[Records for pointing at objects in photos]

# # # #

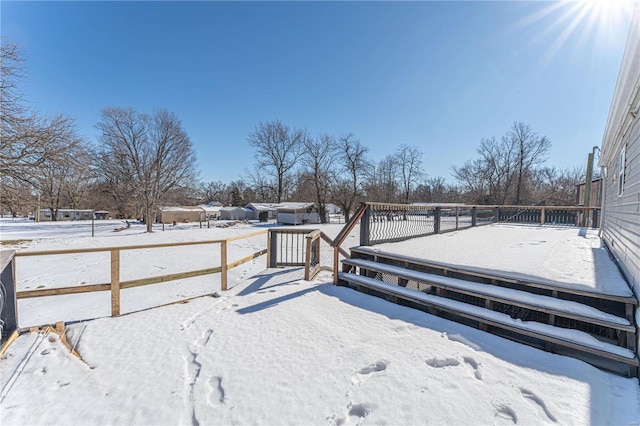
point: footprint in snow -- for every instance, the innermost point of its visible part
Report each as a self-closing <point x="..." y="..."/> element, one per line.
<point x="442" y="362"/>
<point x="216" y="394"/>
<point x="473" y="364"/>
<point x="367" y="371"/>
<point x="506" y="412"/>
<point x="530" y="396"/>
<point x="354" y="416"/>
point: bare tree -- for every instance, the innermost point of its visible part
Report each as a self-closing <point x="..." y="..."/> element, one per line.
<point x="530" y="149"/>
<point x="505" y="168"/>
<point x="382" y="183"/>
<point x="278" y="149"/>
<point x="153" y="152"/>
<point x="409" y="160"/>
<point x="318" y="162"/>
<point x="212" y="191"/>
<point x="264" y="188"/>
<point x="64" y="184"/>
<point x="355" y="168"/>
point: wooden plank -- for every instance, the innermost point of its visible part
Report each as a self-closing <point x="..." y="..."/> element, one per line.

# # # #

→ **TASK**
Please write out every line of the records above as a numbered list, skipping blank lines and leaving out the pictures.

→ **EXERCISE ANSWER**
1. point: footprint in snow -- for every instance, the innermost point of its visible part
2. Report each as a self-closing <point x="..." y="..."/> element, one per line.
3. <point x="442" y="362"/>
4. <point x="216" y="394"/>
5. <point x="473" y="364"/>
6. <point x="367" y="371"/>
7. <point x="506" y="412"/>
8. <point x="530" y="396"/>
9. <point x="354" y="416"/>
10. point: bare tree -- for every instance, the innermost point of its visible part
11. Report each as a self-closing <point x="..." y="..."/> element, one per line.
12. <point x="530" y="149"/>
13. <point x="505" y="168"/>
14. <point x="382" y="183"/>
15. <point x="278" y="149"/>
16. <point x="153" y="152"/>
17. <point x="409" y="160"/>
18. <point x="318" y="162"/>
19. <point x="212" y="191"/>
20. <point x="264" y="188"/>
21. <point x="64" y="184"/>
22. <point x="355" y="168"/>
23. point: wooden plank -- for every instance, the innermost point of its visible part
24. Report each as a self-closing <point x="..." y="..."/> element, one per line.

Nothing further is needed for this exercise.